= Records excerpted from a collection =
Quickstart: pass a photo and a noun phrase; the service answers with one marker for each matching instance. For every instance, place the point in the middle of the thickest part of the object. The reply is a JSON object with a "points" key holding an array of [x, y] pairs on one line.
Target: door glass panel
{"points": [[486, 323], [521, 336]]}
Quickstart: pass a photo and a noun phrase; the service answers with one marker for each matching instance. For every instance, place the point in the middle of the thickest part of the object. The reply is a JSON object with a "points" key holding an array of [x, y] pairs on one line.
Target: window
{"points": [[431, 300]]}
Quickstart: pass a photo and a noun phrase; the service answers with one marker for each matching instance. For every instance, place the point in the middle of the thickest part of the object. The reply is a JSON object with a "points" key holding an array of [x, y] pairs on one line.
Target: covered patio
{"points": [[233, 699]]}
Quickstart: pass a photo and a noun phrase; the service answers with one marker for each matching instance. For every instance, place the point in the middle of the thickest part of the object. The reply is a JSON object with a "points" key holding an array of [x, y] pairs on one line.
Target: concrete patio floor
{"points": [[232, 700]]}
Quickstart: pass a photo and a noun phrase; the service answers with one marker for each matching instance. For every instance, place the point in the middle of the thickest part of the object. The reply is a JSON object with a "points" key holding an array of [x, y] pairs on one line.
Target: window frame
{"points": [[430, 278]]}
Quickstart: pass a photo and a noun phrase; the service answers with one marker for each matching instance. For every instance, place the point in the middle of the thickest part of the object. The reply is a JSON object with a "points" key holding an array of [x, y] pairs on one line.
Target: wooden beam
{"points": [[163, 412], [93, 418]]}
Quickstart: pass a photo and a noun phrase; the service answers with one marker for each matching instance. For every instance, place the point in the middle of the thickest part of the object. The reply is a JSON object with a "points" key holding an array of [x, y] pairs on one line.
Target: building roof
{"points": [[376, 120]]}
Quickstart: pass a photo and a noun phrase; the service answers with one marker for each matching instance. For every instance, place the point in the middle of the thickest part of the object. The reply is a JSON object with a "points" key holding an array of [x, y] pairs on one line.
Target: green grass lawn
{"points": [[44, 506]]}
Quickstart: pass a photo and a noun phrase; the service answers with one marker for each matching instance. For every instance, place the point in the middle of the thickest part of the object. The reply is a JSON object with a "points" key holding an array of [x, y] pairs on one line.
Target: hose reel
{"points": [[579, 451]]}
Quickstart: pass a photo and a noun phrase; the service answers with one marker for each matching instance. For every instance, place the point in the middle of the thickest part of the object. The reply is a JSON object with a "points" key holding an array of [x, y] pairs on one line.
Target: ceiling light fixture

= Work to be completed =
Return each line of the records above exactly as it reads.

= Response =
Quickstart: pass a photo and a noun phrase; the service answers with one marker for each matching instance. For every instance, place the point in the middle of the thickest part of the object. The reply is a JSON object with a "points" key holding an array of [x, y] pairs on one line.
Target: door glass panel
{"points": [[486, 323], [521, 336]]}
Quickstart: pass a photo and a noun phrase; the service answers with one marker for each matching instance. For every instance, place the point in the middle of the thickest part of the object. The reply is a JSON object with a "points" key holding an array of [x, y] pairs on one line.
Target: window
{"points": [[431, 300]]}
Quickstart: pass a photo and a noun phrase; the service answers with one marker for each matching instance. For every instance, place the point in the middle of the thickest part of the object. The reply is a JSON object with a "points" key holding an array of [x, y] pairs on one line.
Target: covered patio
{"points": [[233, 699]]}
Quickstart: pass a photo and a noun phrase; the service answers with one marker for each matching instance. For every instance, place the point in the middle of the thickest part of the object. The reply is a JSON object with a "points" key holding an array of [x, y] pairs on one line.
Target: concrete patio floor
{"points": [[232, 700]]}
Quickstart: pass a photo and a noun phrase; the service answers with one marker for each matching instance. For every instance, place the point in the middle of the thickest part of the object. The reply is a JSON object with a "points" key holding an array of [x, y] pairs on one line.
Target: window frame
{"points": [[430, 278]]}
Quickstart: pass a photo and a noun phrase; the service answers with one marker for each matching instance. For every instance, place the point in the middle of the thickest part of the object. The reply is a JSON object with a "points" key holding an array of [x, y] pairs on one line.
Target: wooden beam
{"points": [[163, 412], [93, 418]]}
Quickstart: pass a photo and a noun phrase; the service answers with one marker for each matching instance. For every instance, place the point in the middle of the thickest part of the object. The reply is a JSON object with a "points" key holding an array of [x, y] pairs on one line.
Target: building roof
{"points": [[376, 120]]}
Quickstart: pass a photo and a noun phrase; the service answers with one marker for each matching instance. For every instance, place the point in the middle of the thickest part of the object. The reply is a JSON object with a "points" key holding an array of [x, y] pairs on one line.
Target: green grass lawn
{"points": [[44, 506]]}
Quickstart: pass a photo and a noun phrase; the service answers with one marker for each matching instance. For every instance, place the point in the middle of the thickest part of the object. The reply is a JSON object with a "points" key holding an array of [x, y] pairs on one line.
Target: hose reel
{"points": [[579, 451]]}
Quickstart: pass a photo and a noun phrase; the service answers with one marker for each matching instance. For every instance, place the point in the middle of the thickest part of the object. The reply is a JSON object with a "points" key holding an array of [x, y] pairs on one line.
Target: ceiling light fixture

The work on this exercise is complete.